Given text

# Let's Ban Idiots . . . .



## Kevin (Mar 11, 2015)

And let's start with these rats . . . 

UC Irvine's proposed ban on U.S. flag

Reactions: Agree 7


----------



## ripjack13 (Mar 11, 2015)

"campus police had increased security and were asking students to report suspicious activities"

*Hello? campus police?
**Yes this is...
*I would like to report a theft...
**a theft?
*yes...a theft.
** of what?
*my national flag. you know...the one that stands for the united states?

Reactions: Like 4 | Great Post 1


----------



## Tclem (Mar 11, 2015)

"A ban on flags of any nation" let me sound off for a minute. I hate a lot of things about this current government but if you don't like your job quit. You don't like your wofe. Leave. If you don't like this country then take your sorry no good for nothing butt and move to North Korea. End of story. No debate. Pack your bags. Leave. My family fought and died for that flag. I fought for that flag just so you could say what you want and do what you want. Come to my house and take my flag down, come burn my flag. Sorry your felling a got hurt you bunch of sissies. 
Just my two cents.

Reactions: Like 1 | Agree 5 | Great Post 1


----------



## Kevin (Mar 11, 2015)

ripjack13 said:


> "campus police had increased security and were asking students to report suspicious activities"
> 
> *Hello? campus police?
> **Yes this is...
> ...



*Campus police what is your emergency?
*I would like to report some highly suspicious activity ...
*What is the nature of the activity and who are the parties involved?

A block of data:
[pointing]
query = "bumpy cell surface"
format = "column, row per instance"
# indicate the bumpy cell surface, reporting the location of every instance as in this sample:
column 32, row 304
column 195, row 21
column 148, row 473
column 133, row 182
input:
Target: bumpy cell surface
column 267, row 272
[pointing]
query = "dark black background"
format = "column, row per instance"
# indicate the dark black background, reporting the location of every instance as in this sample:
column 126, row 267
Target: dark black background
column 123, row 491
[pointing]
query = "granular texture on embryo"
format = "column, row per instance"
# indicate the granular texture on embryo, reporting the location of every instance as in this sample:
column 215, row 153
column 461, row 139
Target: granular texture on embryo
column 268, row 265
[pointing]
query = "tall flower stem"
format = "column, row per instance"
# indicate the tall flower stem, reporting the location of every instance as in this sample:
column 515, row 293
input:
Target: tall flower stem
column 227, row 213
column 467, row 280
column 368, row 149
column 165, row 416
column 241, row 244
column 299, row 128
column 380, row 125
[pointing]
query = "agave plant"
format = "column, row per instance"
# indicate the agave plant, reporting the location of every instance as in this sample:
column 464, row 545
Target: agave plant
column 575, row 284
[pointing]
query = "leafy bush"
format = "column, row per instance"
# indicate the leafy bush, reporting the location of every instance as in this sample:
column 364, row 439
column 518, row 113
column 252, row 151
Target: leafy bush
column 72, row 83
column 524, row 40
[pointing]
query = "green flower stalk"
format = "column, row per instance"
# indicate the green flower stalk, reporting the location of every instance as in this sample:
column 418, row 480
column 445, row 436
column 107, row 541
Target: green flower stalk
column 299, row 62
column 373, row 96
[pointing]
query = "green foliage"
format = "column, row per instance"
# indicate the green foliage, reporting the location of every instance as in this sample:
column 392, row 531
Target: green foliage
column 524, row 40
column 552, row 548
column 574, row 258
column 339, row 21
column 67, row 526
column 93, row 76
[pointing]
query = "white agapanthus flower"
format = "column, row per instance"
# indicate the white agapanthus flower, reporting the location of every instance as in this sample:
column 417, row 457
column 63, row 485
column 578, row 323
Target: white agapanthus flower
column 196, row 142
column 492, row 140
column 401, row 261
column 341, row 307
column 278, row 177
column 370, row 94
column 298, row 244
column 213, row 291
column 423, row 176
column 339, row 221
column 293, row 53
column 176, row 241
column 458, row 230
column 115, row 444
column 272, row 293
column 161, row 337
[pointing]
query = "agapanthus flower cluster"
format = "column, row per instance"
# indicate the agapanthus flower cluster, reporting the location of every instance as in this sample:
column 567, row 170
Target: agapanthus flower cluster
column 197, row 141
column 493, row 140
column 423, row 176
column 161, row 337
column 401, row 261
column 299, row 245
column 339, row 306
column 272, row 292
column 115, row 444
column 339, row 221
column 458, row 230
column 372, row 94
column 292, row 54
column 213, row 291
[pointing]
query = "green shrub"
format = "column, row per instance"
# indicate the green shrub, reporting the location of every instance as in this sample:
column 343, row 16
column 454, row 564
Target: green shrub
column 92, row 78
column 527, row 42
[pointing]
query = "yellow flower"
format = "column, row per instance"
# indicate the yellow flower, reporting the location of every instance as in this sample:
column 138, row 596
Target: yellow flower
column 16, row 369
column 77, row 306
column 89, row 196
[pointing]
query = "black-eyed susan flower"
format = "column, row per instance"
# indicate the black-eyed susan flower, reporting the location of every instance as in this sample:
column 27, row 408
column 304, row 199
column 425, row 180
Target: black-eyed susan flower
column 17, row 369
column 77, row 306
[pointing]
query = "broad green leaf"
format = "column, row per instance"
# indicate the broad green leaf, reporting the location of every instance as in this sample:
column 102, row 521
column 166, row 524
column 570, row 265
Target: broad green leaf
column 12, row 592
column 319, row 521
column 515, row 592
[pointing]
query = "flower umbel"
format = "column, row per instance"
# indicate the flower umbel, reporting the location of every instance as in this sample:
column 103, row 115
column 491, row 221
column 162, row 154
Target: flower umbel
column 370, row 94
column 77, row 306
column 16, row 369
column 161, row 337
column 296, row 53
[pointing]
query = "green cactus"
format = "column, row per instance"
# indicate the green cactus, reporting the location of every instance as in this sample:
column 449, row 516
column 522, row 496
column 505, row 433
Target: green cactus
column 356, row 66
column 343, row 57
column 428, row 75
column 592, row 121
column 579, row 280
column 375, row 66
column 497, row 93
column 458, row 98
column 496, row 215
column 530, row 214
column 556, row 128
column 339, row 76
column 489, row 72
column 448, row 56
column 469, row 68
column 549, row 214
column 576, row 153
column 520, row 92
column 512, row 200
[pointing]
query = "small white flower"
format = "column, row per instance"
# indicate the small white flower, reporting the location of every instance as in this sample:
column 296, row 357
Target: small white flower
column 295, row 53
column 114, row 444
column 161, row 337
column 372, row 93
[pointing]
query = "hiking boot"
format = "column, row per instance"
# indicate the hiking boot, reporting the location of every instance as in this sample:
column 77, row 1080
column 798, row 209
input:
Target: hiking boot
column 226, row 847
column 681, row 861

Objectives
1. Name each distinct username that posts in the flag-ban thread.
2. Reproduce the listing, starting at its first line and ending at the line that contains "column 123, row 491", including both of those lines.

List of solutions
1. Kevin, ripjack13, Tclem

2.
[pointing]
query = "bumpy cell surface"
format = "column, row per instance"
# indicate the bumpy cell surface, reporting the location of every instance as in this sample:
column 32, row 304
column 195, row 21
column 148, row 473
column 133, row 182
input:
Target: bumpy cell surface
column 267, row 272
[pointing]
query = "dark black background"
format = "column, row per instance"
# indicate the dark black background, reporting the location of every instance as in this sample:
column 126, row 267
Target: dark black background
column 123, row 491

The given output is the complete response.